17 of 188 comments (clear)

  1. Perhaps by Gonoff · · Score: 4, Funny

    they might work better if they got spammed every day? If we can persuade these guys to get hotmail addresses, they might understand better...

    --
    I'll see your Constitution and raise you a Queen.
    1. Re:Perhaps by Uber+Banker · · Score: 5, Insightful

      The summary said "neither technology nor laws are yet capable of completely dealing with the plague".

      The fact they discussed it means they recognise a problem. Technology or laws not yet capable of meeting it mean they now recognise a deficiency -- a deficiency needs a solution.

      I hope they can divert resources to creating this solution. They need to throw rosources, legal and technological, and *WE* need to keep them aware (or indeed, make them more aware), so it doesn't slip down the government's priority list.

      As for your hotmail address, I suggest you ditch hotmail. I did five years ago, and that was not soon enough.

  2. Meeting results will be emailed out by Anonymous Coward · · Score: 5, Funny

    To over 40 million email addresses. If you don't wish to continue recieving these emails, you can follow the link at the bottom to unsubscribe.

  3. :Boots! by Anonymous Coward · · Score: 4, Funny

    Yay for meetings to determine that which you already know.

  4. Washington Post coverage by Kappelmeister · · Score: 4, Informative

    The Washington Post takes a slightly more sensationalist take on the "bare knuckle," "historic" forum.

  5. Re:They needed three days to figure this out? by Salgak1 · · Score: 4, Insightful

    The issue of spam is not an issue of free speech, its' an issue of theft of service and of fraud. And the answer is a total re-write of the SMTP specification and standard to allow accountability and traceability of email messages

  6. You know . . . by DrMrLordX · · Score: 5, Interesting

    I wish all those who convene to discuss law-enforcement and/or regulatory initiatives were so honest about their future prospects for success. Can you imagine what the DEA would be like if someone back in the 50s or 60s had actually gotten together and said "you know, guys, we'll never stop the flow of drugs into the country, and it's only going to get worse". On the other hand, that might have made the problem worse.

    I still couldn't fault them for being honest, though.

  7. Way to go! by arvindn · · Score: 4, Insightful
    Rep. Zoe Lofgren, D-Calif., said this week she would seek federal legislation offering rewards for individuals who help track down spammers.

    Lets see more of those! I hope the reward applies irrespective of whether you bring in the spammers dead or alive :-)

  8. scary by Trailer+Trash · · Score: 4, Insightful

    ``We are now importing more spam from the United States,'' he joked. ``We are actually learning what American culture is through spam.''

    Hopefully you know that it's not an entirely accurate view of American culture...

  9. RFC-821 Re-Write Will Make It Manageable by zentec · · Score: 4, Interesting

    Back when the Internet was a nicer place, it made sense to allow anyone to send anyone mail through any system. Now that Internet access is much more common and the propensity of abuse on open systems, it's time to either bury RFC-821 or make it significantly more modern.

Saved data entries
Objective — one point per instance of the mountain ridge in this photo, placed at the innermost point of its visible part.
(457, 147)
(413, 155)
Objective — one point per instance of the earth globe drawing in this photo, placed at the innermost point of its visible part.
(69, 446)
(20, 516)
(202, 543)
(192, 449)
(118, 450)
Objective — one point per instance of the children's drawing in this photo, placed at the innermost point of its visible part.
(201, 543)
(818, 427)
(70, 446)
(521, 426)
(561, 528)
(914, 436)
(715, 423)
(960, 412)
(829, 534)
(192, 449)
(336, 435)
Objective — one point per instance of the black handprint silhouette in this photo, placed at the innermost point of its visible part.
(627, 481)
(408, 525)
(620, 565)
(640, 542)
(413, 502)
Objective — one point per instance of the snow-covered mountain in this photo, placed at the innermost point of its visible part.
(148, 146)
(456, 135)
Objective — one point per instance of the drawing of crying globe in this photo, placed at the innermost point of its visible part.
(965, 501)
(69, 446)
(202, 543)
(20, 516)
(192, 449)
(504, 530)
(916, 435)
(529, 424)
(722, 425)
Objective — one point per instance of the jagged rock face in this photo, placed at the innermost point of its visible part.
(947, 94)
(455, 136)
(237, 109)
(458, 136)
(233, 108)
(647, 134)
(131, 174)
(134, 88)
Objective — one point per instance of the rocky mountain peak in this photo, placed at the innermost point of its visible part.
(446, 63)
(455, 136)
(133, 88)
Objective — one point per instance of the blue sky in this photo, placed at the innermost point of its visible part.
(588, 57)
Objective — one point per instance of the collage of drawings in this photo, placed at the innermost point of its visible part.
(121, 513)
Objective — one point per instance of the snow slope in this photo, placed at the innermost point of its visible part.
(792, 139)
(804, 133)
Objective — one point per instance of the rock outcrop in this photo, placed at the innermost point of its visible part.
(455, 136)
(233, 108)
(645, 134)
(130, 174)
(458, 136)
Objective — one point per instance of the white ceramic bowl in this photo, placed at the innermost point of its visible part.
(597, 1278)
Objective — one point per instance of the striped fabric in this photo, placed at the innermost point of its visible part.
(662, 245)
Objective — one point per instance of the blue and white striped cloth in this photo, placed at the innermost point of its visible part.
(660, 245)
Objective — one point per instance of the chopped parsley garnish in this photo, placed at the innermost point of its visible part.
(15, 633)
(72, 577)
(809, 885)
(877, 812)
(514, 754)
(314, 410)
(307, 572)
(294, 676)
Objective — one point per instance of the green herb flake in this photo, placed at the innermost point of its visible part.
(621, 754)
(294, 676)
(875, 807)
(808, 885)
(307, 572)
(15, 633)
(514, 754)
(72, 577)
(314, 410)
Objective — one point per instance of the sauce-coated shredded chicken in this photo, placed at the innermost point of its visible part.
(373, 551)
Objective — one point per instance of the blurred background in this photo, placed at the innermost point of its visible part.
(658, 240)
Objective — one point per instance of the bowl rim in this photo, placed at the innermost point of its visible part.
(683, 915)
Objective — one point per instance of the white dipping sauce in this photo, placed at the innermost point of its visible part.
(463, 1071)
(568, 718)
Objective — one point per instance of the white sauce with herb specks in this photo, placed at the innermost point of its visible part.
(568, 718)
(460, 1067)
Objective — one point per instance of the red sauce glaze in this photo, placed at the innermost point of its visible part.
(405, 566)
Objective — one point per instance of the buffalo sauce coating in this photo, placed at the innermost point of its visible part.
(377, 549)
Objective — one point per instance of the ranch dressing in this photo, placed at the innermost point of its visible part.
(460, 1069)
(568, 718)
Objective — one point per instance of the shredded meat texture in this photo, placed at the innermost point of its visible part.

Parts of the exercise:
1. Select every line of the rows that contains the string "sauce", treating uppercase and lowercase letters as different.
2. Write what comes next in the comment thread on spam, picking up after its last sentence.
The comment thread on spam has no connection to the rows.

Answers in order:
1.
Objective — one point per instance of the sauce-coated shredded chicken in this photo, placed at the innermost point of its visible part.
Objective — one point per instance of the white dipping sauce in this photo, placed at the innermost point of its visible part.
Objective — one point per instance of the white sauce with herb specks in this photo, placed at the innermost point of its visible part.
Objective — one point per instance of the red sauce glaze in this photo, placed at the innermost point of its visible part.
Objective — one point per instance of the buffalo sauce coating in this photo, placed at the innermost point of its visible part.

2.
    No, the deluge of unsolicited garbage will continue regardless of what is done legislatively and with technology. I'm glad to see that people are finally waking-up to the fact that more laws won't fix the spam problem. But technology can be used to make it harder for spammers to hide in their anonymous cloak.

    The processing of sending email needs an overhaul that gives system administrators the ability to determine the source of incoming mail and impart a "trust" level of the message. Messages coming from systems that have a high trust are tagged in the headers while those coming from systems that seem dubious or lack any sort of real credentials are tagged accordingly.

    No, it won't stop spam, but it'll allow people to simply deny access to systems and users that are a continued problem, forge credentials or email addresses.

  10. traceability, or send-risks-paying? by bcrowell · · Score: 4, Interesting
    the answer is a total re-write of the SMTP specification and standard to allow accountability and traceability of email messages
    That's one approach. Another is sender-risks-paying.

    It seems to me that the problem with accountability/traceability is that it would probably require people to have a digital identity that pervades the whole internet. Well, how is this going to be implemented? The bearded-hacker community tried to implement a public key infrastructure, but it's been a huge failure, since it's never reached the critical mass where it would become useful to most people. (It's also way too hard to use.) The other well-known proposal is .NET. Do you really want a future where you have to have a .NET identity in order to send e-mail?

    And what about those times when you really do need to send anonymous e-mail? What about corporate whistleblowers? Political dissidents?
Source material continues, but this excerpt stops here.